Your instructions:
Output nothing but the line containing "Note to the class: point to the toilet paper" and the lines after it through the end of the material below, each reproduced exactly.

Provided entries:

-------

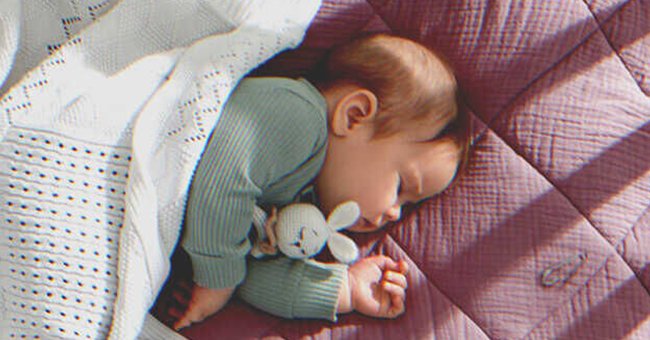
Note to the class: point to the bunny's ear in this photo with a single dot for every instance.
(343, 248)
(344, 215)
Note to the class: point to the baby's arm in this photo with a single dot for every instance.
(374, 286)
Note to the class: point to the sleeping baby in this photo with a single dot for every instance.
(382, 126)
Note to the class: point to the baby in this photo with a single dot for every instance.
(381, 125)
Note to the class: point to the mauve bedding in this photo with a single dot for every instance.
(547, 234)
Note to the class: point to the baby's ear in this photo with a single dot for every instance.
(343, 248)
(344, 215)
(355, 108)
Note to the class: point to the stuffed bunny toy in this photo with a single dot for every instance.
(300, 231)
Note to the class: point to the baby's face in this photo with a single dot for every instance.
(384, 174)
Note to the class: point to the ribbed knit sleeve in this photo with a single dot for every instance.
(294, 288)
(268, 144)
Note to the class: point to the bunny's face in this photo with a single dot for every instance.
(301, 231)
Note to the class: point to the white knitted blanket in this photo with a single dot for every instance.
(105, 109)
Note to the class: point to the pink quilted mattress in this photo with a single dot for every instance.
(547, 235)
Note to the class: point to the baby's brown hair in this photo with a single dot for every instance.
(413, 84)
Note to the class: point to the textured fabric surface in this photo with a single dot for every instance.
(559, 171)
(134, 92)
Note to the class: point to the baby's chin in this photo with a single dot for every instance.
(363, 226)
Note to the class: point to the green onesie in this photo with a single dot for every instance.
(268, 145)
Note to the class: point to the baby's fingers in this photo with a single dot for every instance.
(397, 296)
(396, 278)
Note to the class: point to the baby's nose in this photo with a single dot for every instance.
(393, 214)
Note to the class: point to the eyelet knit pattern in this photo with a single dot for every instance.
(62, 209)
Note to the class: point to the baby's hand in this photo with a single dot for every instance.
(376, 287)
(203, 303)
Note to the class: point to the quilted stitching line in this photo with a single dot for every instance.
(402, 250)
(620, 243)
(568, 300)
(608, 38)
(510, 104)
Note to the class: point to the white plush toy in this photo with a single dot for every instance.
(301, 231)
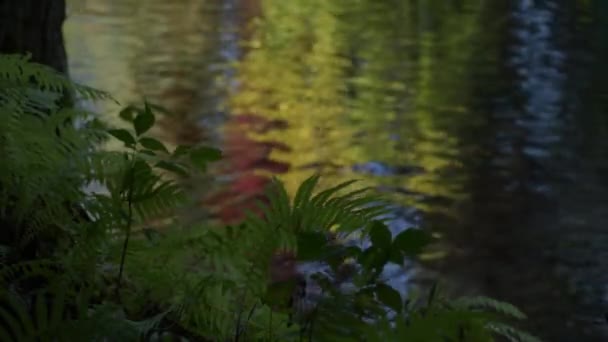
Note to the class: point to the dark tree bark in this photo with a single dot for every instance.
(34, 26)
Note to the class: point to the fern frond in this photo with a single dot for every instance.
(18, 72)
(511, 333)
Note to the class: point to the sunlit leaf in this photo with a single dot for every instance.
(173, 167)
(153, 144)
(412, 241)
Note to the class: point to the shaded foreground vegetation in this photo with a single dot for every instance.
(86, 265)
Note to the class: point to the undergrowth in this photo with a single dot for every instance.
(79, 265)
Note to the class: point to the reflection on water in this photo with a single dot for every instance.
(485, 121)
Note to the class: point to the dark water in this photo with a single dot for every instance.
(486, 121)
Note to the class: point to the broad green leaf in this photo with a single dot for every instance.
(148, 152)
(153, 144)
(412, 241)
(144, 121)
(389, 296)
(380, 235)
(180, 151)
(173, 167)
(124, 136)
(201, 156)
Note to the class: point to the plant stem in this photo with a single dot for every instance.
(128, 227)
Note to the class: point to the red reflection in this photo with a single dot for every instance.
(243, 157)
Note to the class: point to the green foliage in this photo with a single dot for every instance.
(98, 272)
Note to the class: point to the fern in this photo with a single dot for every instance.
(53, 317)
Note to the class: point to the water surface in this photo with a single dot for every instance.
(484, 121)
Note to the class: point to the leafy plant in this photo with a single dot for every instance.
(78, 265)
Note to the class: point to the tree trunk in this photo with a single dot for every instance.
(35, 27)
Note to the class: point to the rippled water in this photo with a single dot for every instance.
(485, 121)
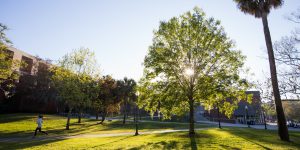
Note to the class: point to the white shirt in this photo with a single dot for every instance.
(39, 122)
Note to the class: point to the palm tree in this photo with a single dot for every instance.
(261, 9)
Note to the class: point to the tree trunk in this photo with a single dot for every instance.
(68, 120)
(281, 121)
(192, 119)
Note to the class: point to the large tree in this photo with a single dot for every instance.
(190, 56)
(261, 9)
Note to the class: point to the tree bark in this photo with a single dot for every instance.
(191, 119)
(281, 121)
(68, 120)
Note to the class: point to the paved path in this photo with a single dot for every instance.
(23, 139)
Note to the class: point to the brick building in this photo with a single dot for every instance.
(31, 92)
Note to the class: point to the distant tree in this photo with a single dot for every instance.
(73, 79)
(190, 55)
(287, 53)
(67, 85)
(8, 74)
(290, 108)
(107, 99)
(261, 9)
(127, 91)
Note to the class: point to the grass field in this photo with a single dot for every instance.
(212, 138)
(20, 125)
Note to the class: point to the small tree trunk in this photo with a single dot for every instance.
(68, 120)
(281, 121)
(192, 120)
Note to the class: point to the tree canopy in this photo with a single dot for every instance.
(190, 57)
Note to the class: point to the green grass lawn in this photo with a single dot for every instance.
(212, 138)
(20, 125)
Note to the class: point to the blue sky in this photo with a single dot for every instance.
(119, 32)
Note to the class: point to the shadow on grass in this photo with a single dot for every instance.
(259, 137)
(118, 140)
(158, 145)
(6, 118)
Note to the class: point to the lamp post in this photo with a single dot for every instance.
(264, 114)
(247, 117)
(136, 118)
(219, 116)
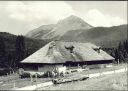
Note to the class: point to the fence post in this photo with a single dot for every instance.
(31, 79)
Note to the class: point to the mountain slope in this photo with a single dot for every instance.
(39, 32)
(70, 23)
(9, 42)
(74, 28)
(98, 35)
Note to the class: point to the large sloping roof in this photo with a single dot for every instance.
(55, 52)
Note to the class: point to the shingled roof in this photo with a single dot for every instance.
(57, 52)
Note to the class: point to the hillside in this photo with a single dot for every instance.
(103, 36)
(8, 43)
(74, 28)
(39, 32)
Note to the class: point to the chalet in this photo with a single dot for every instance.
(58, 55)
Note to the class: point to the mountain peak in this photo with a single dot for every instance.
(68, 24)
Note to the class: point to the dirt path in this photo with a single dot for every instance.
(117, 81)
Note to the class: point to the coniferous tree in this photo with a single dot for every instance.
(2, 50)
(20, 49)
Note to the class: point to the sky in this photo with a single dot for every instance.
(20, 17)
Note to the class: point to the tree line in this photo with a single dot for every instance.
(14, 49)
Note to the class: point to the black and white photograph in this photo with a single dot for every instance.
(63, 45)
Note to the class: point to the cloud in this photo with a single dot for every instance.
(97, 18)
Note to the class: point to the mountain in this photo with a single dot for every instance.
(55, 31)
(63, 26)
(99, 35)
(74, 28)
(8, 47)
(39, 32)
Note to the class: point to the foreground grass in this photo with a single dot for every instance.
(117, 81)
(106, 82)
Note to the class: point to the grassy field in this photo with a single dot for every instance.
(117, 81)
(8, 84)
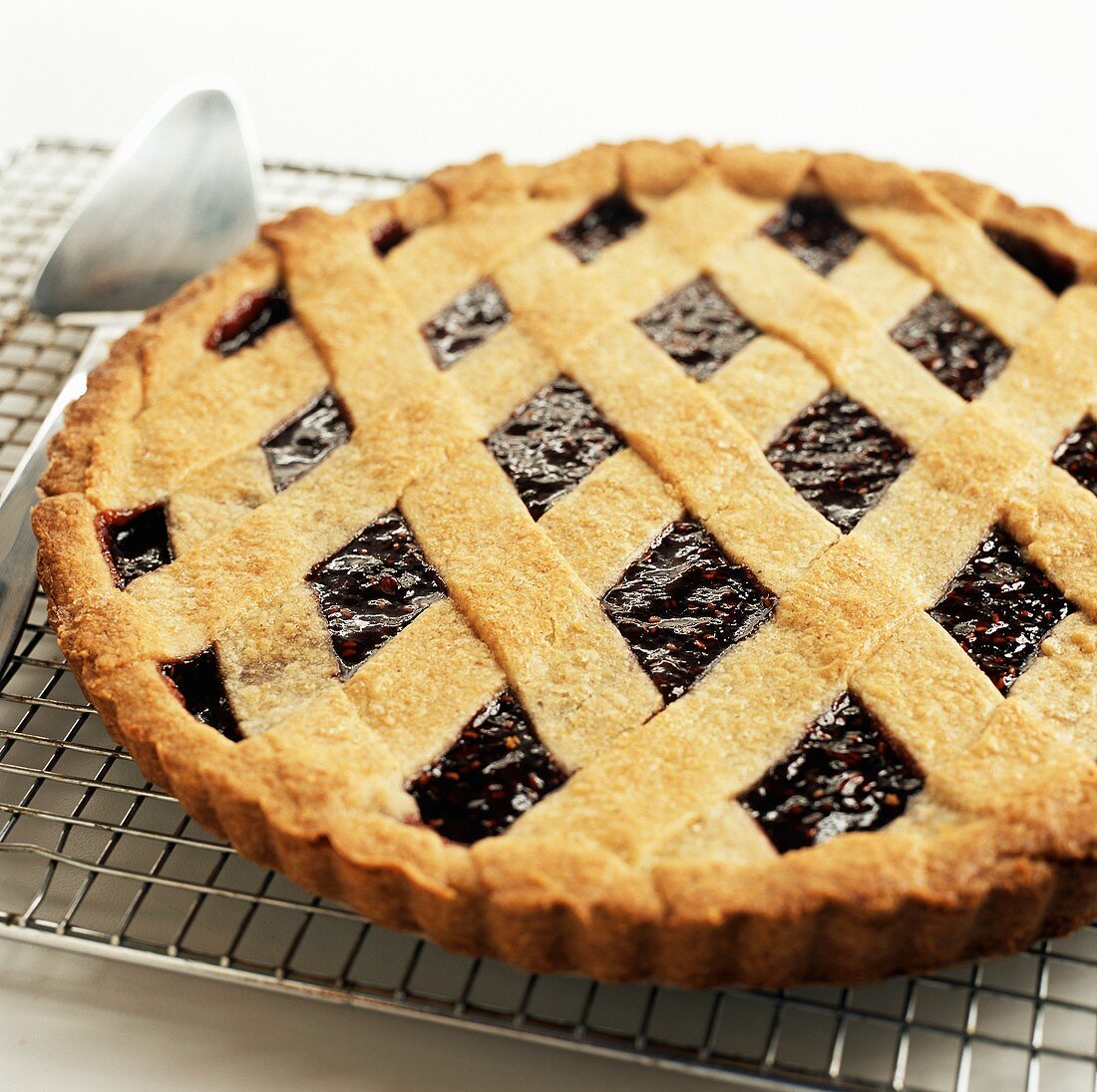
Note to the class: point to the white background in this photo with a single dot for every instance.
(1000, 91)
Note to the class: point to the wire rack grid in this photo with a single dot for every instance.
(94, 856)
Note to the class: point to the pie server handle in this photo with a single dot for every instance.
(18, 546)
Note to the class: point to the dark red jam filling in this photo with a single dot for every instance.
(371, 588)
(386, 237)
(306, 439)
(200, 688)
(469, 321)
(838, 458)
(495, 773)
(551, 444)
(135, 542)
(698, 327)
(682, 603)
(844, 775)
(1055, 270)
(603, 224)
(1077, 454)
(999, 608)
(958, 350)
(252, 316)
(815, 230)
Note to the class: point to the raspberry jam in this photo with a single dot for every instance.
(252, 316)
(838, 458)
(607, 221)
(999, 608)
(815, 230)
(469, 321)
(844, 775)
(371, 588)
(682, 603)
(551, 444)
(200, 688)
(135, 542)
(957, 349)
(1077, 454)
(698, 327)
(1056, 271)
(497, 770)
(306, 439)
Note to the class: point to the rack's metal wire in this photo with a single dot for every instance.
(94, 856)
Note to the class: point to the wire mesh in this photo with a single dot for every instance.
(92, 855)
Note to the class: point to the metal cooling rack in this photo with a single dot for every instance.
(92, 856)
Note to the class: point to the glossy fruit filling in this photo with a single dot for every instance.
(682, 603)
(496, 771)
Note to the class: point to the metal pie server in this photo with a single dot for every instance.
(176, 197)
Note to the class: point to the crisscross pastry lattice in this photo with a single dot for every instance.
(673, 562)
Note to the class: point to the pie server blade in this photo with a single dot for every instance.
(176, 197)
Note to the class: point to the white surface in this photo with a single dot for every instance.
(998, 91)
(72, 1021)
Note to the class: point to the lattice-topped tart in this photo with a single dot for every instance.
(671, 563)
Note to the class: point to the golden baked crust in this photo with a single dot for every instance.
(642, 866)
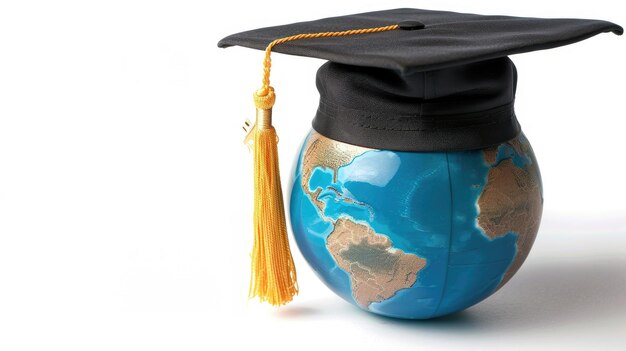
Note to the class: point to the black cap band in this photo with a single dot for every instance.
(459, 108)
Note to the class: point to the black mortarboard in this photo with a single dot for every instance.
(417, 81)
(444, 83)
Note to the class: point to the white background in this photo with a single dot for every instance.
(125, 190)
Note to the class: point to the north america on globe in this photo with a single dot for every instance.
(415, 235)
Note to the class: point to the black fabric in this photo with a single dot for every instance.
(447, 86)
(448, 38)
(459, 108)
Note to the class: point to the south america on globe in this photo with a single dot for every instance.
(415, 235)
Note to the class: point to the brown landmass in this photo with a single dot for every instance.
(512, 202)
(377, 270)
(325, 153)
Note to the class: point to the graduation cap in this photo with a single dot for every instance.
(405, 80)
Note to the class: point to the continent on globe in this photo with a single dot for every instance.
(377, 270)
(511, 200)
(323, 153)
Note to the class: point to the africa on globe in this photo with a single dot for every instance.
(415, 234)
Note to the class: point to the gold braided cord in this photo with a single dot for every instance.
(273, 276)
(267, 63)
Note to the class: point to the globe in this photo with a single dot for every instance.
(415, 235)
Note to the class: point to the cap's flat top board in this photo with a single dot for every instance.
(447, 39)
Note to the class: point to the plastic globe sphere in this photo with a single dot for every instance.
(415, 234)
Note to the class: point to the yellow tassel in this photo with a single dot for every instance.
(273, 272)
(273, 276)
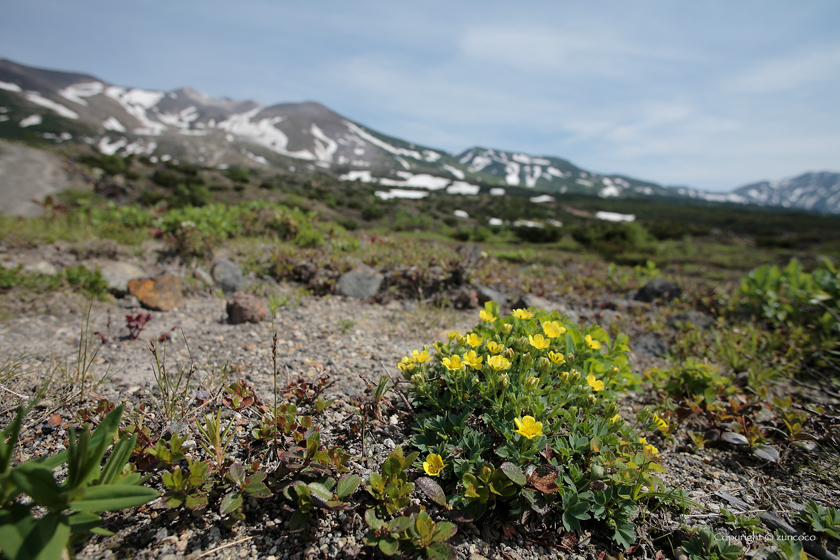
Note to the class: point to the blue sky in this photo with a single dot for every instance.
(711, 94)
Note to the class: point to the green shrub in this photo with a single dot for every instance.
(372, 212)
(68, 510)
(238, 175)
(520, 415)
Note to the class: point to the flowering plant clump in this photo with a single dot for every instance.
(519, 415)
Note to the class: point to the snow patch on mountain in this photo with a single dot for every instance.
(38, 99)
(10, 87)
(76, 92)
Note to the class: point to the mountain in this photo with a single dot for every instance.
(818, 192)
(187, 125)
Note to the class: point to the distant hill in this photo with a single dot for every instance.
(189, 126)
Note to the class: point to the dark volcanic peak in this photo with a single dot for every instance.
(192, 126)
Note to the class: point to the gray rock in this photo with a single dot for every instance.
(699, 320)
(245, 308)
(227, 275)
(649, 345)
(42, 267)
(658, 289)
(119, 274)
(202, 276)
(362, 282)
(486, 294)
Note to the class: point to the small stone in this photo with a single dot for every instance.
(162, 293)
(362, 282)
(245, 308)
(119, 274)
(227, 275)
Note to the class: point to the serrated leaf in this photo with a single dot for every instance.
(389, 546)
(445, 531)
(441, 551)
(347, 485)
(236, 473)
(231, 503)
(432, 489)
(767, 452)
(514, 473)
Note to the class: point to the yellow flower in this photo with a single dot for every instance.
(474, 340)
(660, 423)
(556, 357)
(528, 427)
(648, 447)
(406, 364)
(552, 329)
(596, 384)
(539, 342)
(522, 314)
(495, 347)
(473, 360)
(453, 363)
(498, 362)
(433, 464)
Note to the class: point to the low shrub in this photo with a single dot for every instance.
(518, 418)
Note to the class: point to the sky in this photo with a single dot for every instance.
(712, 94)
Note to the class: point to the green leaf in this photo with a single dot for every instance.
(373, 521)
(514, 473)
(117, 460)
(25, 538)
(347, 485)
(445, 531)
(236, 473)
(432, 489)
(400, 524)
(389, 546)
(37, 481)
(441, 551)
(230, 503)
(113, 497)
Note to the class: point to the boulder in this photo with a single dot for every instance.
(228, 276)
(658, 289)
(486, 294)
(161, 293)
(699, 320)
(245, 308)
(361, 282)
(41, 267)
(119, 274)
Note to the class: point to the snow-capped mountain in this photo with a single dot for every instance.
(812, 191)
(190, 126)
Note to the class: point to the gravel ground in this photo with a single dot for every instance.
(346, 339)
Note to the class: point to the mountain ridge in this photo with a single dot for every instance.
(187, 124)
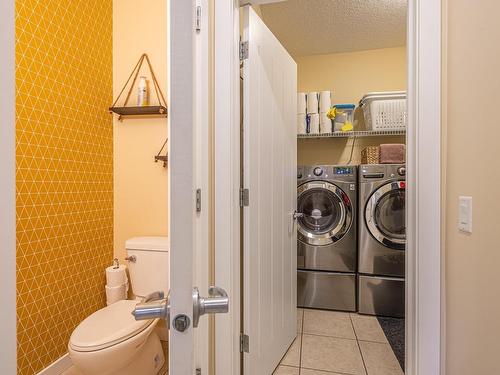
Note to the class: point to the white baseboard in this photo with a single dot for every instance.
(57, 367)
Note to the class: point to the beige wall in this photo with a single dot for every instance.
(140, 185)
(349, 76)
(473, 261)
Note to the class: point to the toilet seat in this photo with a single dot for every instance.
(107, 327)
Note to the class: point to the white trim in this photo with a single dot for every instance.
(202, 179)
(57, 367)
(7, 190)
(423, 265)
(181, 178)
(227, 183)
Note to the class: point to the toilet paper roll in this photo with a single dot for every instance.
(115, 293)
(116, 276)
(312, 102)
(301, 103)
(313, 125)
(302, 124)
(325, 101)
(325, 124)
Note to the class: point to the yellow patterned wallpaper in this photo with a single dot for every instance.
(64, 173)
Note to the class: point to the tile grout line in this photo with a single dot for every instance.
(329, 372)
(359, 346)
(301, 339)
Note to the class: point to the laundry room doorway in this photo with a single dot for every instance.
(379, 204)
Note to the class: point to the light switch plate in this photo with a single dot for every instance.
(465, 214)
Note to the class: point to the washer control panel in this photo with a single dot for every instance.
(343, 170)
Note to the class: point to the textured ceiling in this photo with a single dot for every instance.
(310, 27)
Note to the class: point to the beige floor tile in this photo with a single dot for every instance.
(331, 354)
(368, 328)
(300, 315)
(328, 323)
(72, 371)
(286, 370)
(292, 357)
(379, 359)
(304, 371)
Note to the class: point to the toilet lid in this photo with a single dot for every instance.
(107, 327)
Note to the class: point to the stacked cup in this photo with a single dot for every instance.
(312, 113)
(301, 113)
(116, 283)
(325, 103)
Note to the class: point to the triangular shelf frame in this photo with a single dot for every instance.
(150, 110)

-------

Answer:
Note to the class: point to the toilet paper roll in this photo with a single dot for every instance.
(115, 293)
(116, 276)
(312, 102)
(301, 103)
(313, 125)
(302, 124)
(325, 101)
(325, 124)
Note to the class: point to the yellow patterned wallpaper in this photo with a single dot for every instance.
(64, 173)
Note to the class: point to the tile grout line in this photo with a single dot for every instance.
(329, 372)
(359, 346)
(301, 339)
Note to the class: point to the laundry room doorway in this photo with a single dot for every instance.
(379, 204)
Note to the class: point to the light switch plate in this photo with a single dot for every instance.
(465, 214)
Note to the class: point to the washer control panel in this photo with a single dot for every instance.
(343, 170)
Note to the class: point to the textured ceiling in this photo with a single dot for every instance.
(310, 27)
Note to the class: point to the beige floor tile in this photo with a single dot for every instance.
(331, 354)
(368, 328)
(300, 315)
(328, 323)
(72, 371)
(286, 370)
(292, 357)
(379, 359)
(304, 371)
Note to the class: point to the toilet lid in this photo with a single dot for every instance.
(107, 327)
Note to the class: point to the stacked cup in this photo with a single dot for every instance.
(312, 113)
(301, 113)
(116, 283)
(325, 103)
Note to the class: point to the triangular shelf frame in this photo with a single dot for every instance.
(150, 110)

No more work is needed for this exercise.